START Input

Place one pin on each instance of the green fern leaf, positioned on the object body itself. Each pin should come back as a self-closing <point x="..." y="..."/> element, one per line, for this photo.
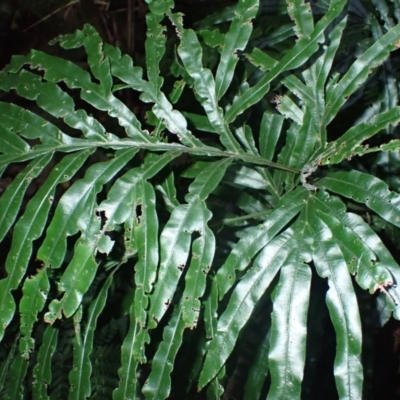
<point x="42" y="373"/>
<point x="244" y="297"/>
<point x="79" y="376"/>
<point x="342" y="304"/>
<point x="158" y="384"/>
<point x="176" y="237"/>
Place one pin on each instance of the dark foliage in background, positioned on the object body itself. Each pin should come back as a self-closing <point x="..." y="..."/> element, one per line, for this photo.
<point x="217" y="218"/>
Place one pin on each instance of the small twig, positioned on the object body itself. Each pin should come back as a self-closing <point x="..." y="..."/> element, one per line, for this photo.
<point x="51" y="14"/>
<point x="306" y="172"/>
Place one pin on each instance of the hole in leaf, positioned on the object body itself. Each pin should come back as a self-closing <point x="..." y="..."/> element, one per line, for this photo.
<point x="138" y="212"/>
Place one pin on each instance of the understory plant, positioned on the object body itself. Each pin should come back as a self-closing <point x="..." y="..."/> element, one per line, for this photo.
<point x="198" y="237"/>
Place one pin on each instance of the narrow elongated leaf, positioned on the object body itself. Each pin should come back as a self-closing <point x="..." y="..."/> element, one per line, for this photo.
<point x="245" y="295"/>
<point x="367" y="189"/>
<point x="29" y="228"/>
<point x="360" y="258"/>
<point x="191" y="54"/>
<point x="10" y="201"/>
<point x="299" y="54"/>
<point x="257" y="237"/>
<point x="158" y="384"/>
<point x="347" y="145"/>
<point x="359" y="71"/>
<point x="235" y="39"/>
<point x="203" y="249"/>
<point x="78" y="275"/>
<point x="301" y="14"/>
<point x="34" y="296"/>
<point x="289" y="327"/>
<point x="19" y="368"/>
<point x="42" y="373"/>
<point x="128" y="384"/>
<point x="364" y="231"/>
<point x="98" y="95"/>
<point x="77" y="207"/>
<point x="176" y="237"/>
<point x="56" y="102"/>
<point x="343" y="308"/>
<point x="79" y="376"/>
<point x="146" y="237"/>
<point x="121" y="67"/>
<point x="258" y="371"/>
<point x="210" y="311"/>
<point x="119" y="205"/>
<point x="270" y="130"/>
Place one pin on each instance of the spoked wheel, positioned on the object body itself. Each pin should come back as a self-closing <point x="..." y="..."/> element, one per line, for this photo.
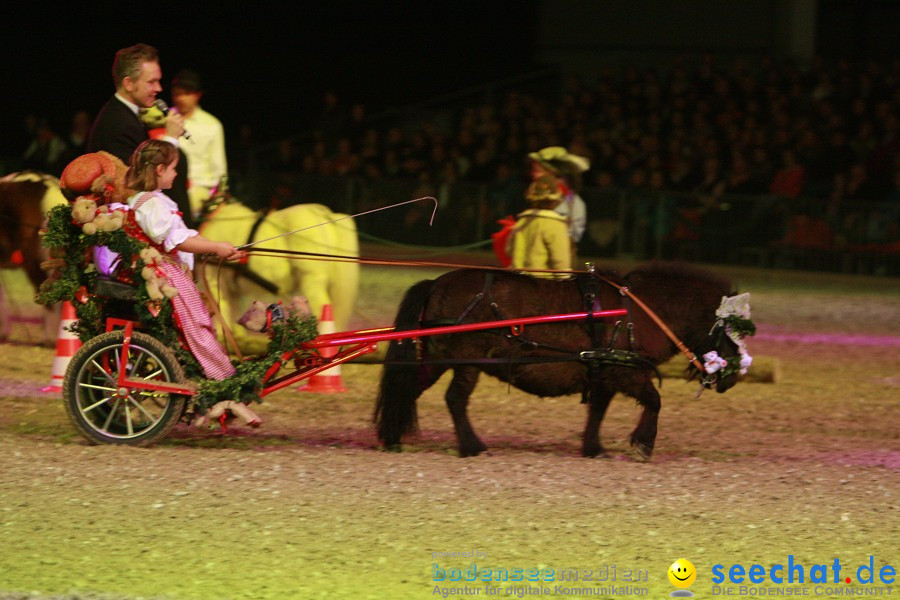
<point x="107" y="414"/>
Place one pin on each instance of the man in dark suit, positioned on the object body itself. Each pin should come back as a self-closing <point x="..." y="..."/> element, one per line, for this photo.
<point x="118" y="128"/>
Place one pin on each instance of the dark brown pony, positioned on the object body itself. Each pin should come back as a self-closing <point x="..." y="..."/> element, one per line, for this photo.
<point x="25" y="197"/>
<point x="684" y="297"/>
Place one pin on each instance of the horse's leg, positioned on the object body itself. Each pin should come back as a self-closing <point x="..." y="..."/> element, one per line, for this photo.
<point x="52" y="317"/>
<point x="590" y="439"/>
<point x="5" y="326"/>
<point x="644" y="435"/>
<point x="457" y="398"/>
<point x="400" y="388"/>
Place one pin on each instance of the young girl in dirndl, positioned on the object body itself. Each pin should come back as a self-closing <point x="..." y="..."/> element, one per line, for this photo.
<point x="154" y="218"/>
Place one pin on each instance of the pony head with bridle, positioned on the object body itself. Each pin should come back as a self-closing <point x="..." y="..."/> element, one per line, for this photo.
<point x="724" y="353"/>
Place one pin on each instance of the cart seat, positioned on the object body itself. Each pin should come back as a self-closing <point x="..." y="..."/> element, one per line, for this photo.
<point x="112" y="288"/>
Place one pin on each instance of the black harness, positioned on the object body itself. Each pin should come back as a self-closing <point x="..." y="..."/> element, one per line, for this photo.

END Input

» Exercise objective
Transcribe the material as is, with images omitted.

» Response for this exercise
Place one pin on each instance of the green fern leaf, positioned on the object body itself. Each pin should come back as a self-closing <point x="..." y="..."/> element, one per line, for this photo.
<point x="42" y="373"/>
<point x="244" y="297"/>
<point x="79" y="376"/>
<point x="342" y="304"/>
<point x="158" y="384"/>
<point x="176" y="237"/>
Place one pin on each instance of the dark foliage in background, positioned on the object body itself. Each pin should come back as a self-closing <point x="..." y="..."/> element, one per line, for this photo.
<point x="217" y="218"/>
Place one pin on each instance of the small twig, positioned on the object body itself. Each pin should come back as a self-closing <point x="..." y="..."/> element, one per line, for this photo.
<point x="51" y="14"/>
<point x="306" y="172"/>
Place one pin on each instance of the hole in leaf, positioned on the object body itself. Each pin should come back as a self-closing <point x="..." y="..."/> element, one per line, for this photo.
<point x="138" y="212"/>
Place one pin on each instance of the understory plant, positioned on the object body itself. Each pin should come back as a self-closing <point x="..." y="..."/> element, one per line, for this photo.
<point x="198" y="237"/>
Place one pin on each instance of the narrow elongated leaf, positioned on the object body itself. Each pin should come back as a self-closing <point x="..." y="..."/> element, one per line, for this photo.
<point x="245" y="295"/>
<point x="367" y="189"/>
<point x="29" y="228"/>
<point x="360" y="258"/>
<point x="191" y="54"/>
<point x="10" y="201"/>
<point x="299" y="54"/>
<point x="257" y="237"/>
<point x="158" y="384"/>
<point x="347" y="145"/>
<point x="359" y="71"/>
<point x="235" y="39"/>
<point x="203" y="249"/>
<point x="78" y="275"/>
<point x="301" y="14"/>
<point x="34" y="296"/>
<point x="289" y="327"/>
<point x="19" y="368"/>
<point x="42" y="373"/>
<point x="128" y="384"/>
<point x="364" y="231"/>
<point x="98" y="95"/>
<point x="77" y="207"/>
<point x="176" y="237"/>
<point x="56" y="102"/>
<point x="343" y="308"/>
<point x="79" y="376"/>
<point x="146" y="237"/>
<point x="121" y="67"/>
<point x="258" y="371"/>
<point x="210" y="311"/>
<point x="119" y="205"/>
<point x="270" y="130"/>
Place one pin on each instance of the spoked wheel, positioned on the object body itself. Each pin should come back as a self-closing <point x="..." y="..."/> element, one per line, for this photo.
<point x="107" y="414"/>
Place one pin on each instance of the man in dark suit, positioned on the object body itself. Each pin should come back as a self-closing <point x="..." y="..."/> element, one per line, for this photo.
<point x="118" y="128"/>
Place one pin on each instance of the dark brown pony, positioned on the object body itself. Each pin should come back as a self-closing <point x="..." y="..."/> element, one per line, for this photo.
<point x="25" y="197"/>
<point x="684" y="297"/>
Place one pin on each instance of the horse's leg, positioned on the object body itself. Each pin should come back as a self-closing <point x="..." y="..."/> element, one per line, for this photo.
<point x="52" y="317"/>
<point x="590" y="439"/>
<point x="5" y="326"/>
<point x="644" y="435"/>
<point x="457" y="398"/>
<point x="400" y="388"/>
Place one pin on each instance of the young girl in dirndl, positioned on the object body itself. Each pin should come back as a self-closing <point x="..." y="..."/> element, one per line, for this photo.
<point x="154" y="218"/>
Place one pin on each instance of the pony head with bridle, positioned on the object body itself. Each pin should come back as a self-closing <point x="..." y="..."/> element, one per line, for this photo.
<point x="724" y="353"/>
Place one pin on each instance of the cart seat, positioned on the object body itself. Each pin should come back as a self-closing <point x="..." y="..."/> element, one per line, for this photo.
<point x="112" y="288"/>
Place one pin on each instance of the black harness, positioned on the object body itself. Each pin should come back as a self-closing <point x="..." y="..."/> element, one per line, for this photo.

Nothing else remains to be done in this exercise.